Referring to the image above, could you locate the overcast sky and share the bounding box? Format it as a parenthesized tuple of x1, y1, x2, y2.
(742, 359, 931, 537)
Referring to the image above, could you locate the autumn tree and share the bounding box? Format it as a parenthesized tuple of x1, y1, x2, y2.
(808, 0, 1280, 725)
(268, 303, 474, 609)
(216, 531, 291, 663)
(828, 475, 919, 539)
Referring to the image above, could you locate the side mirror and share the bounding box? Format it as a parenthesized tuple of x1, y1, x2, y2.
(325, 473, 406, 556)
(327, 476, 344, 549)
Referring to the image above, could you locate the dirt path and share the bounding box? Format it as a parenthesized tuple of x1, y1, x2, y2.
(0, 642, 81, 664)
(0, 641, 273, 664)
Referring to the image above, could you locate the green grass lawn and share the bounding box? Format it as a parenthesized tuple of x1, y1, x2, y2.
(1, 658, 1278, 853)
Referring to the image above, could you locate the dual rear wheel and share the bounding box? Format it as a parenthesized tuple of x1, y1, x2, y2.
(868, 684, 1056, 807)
::::::::::
▶ [What you will do]: An exact retyping of the full listing is required.

▶ [Exercise output]:
Referring to the image above, could you locate the overcast sky and share the bounding box? Format it as a parenthesized tuple of x1, y1, x2, y2.
(742, 359, 931, 537)
Referring to the image above, could you locate the autumn tree and share the bounding box? Format it as a parenthesized tuple of x1, y1, x2, y2.
(808, 0, 1280, 725)
(268, 303, 474, 609)
(216, 531, 291, 663)
(828, 475, 919, 539)
Referring to the image above, could you locate the side mirror and share the bounding box? Format it as a parenthesized tuple of x1, y1, x2, y2.
(325, 473, 406, 556)
(327, 476, 344, 549)
Referring to the image above, could you locate the dirt path and share the bounding box? Format it as a parenthesized tuple of x1, y1, x2, y2.
(0, 642, 81, 664)
(0, 641, 273, 664)
Referring to the image above, could you locate the green grass lawn and share the bounding box? Format it as a parenthesized tuple of x1, y1, x2, y2.
(1, 658, 1278, 853)
Referring to the image above, could you locate the dual rear wheel and share the bounding box? Format it as a parenthesized tuple of x1, y1, x2, y2.
(868, 684, 1056, 807)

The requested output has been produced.